## Material provided:
○ ○ ○ ○ ○ ○ ○

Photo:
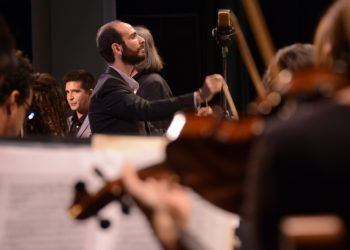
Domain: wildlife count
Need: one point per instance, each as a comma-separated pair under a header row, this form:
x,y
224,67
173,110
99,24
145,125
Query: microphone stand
x,y
224,38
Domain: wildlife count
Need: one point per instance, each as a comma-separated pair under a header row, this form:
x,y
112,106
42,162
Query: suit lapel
x,y
84,130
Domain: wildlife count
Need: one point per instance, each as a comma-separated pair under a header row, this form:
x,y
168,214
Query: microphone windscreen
x,y
224,18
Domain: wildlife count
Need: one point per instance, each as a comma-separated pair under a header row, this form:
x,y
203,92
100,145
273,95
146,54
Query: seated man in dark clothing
x,y
79,87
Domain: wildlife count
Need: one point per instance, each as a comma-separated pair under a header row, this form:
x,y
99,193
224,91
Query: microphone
x,y
224,32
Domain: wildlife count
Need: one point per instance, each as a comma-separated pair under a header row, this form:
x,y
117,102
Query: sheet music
x,y
36,188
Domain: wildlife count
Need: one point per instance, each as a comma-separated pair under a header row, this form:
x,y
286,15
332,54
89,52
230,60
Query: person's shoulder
x,y
304,120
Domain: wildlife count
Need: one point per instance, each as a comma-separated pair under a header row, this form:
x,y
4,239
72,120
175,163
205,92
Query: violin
x,y
210,158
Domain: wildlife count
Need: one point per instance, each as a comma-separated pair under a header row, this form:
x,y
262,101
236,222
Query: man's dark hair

○ ○ ○ ○ ○ ○ ○

## Exercise objective:
The expected answer is an unaltered copy of the listing, images removed.

## Task response:
Photo:
Domain: wildlife count
Need: one point per instance, each as a comma-separated pair under a header row, this form:
x,y
224,67
173,110
99,24
145,125
Query: microphone stand
x,y
224,38
Domain: wildlife count
Need: one point per instance, each as a comma-separated pair under a header row, this form:
x,y
112,106
42,162
Query: suit lapel
x,y
84,130
Domain: wildlife count
Need: one point per instance, each as a comma-separated pair under a header row, this form:
x,y
168,214
Query: microphone windscreen
x,y
224,18
Domain: wildlife count
Need: one point per instance, each as a comma-separated pair under a header row, this form:
x,y
203,92
100,145
273,95
146,54
Query: seated man in dark clothing
x,y
79,87
Domain: wildlife count
Need: one point per instance, each as a comma-separated pair under a header row, this form:
x,y
99,193
224,91
Query: microphone
x,y
224,32
Domain: wildlife count
Need: one point per instance, each as a comma-separated pair under a header row, this form:
x,y
117,102
Query: sheet music
x,y
36,188
Domain: wildlife count
Need: one point per instance, each as a comma-separated pair under a header row, this form:
x,y
286,15
332,54
89,52
230,60
Query: person's shoulder
x,y
304,120
Domain: wildlife count
Need: one point per instance, each as a comma-separated pair under a header row, this form:
x,y
4,239
72,120
175,163
205,92
Query: violin
x,y
210,158
Domain: wildlife count
Need: one point per instance, each as a comma-separated pair under a header row, this form:
x,y
262,101
236,222
Query: man's dark hair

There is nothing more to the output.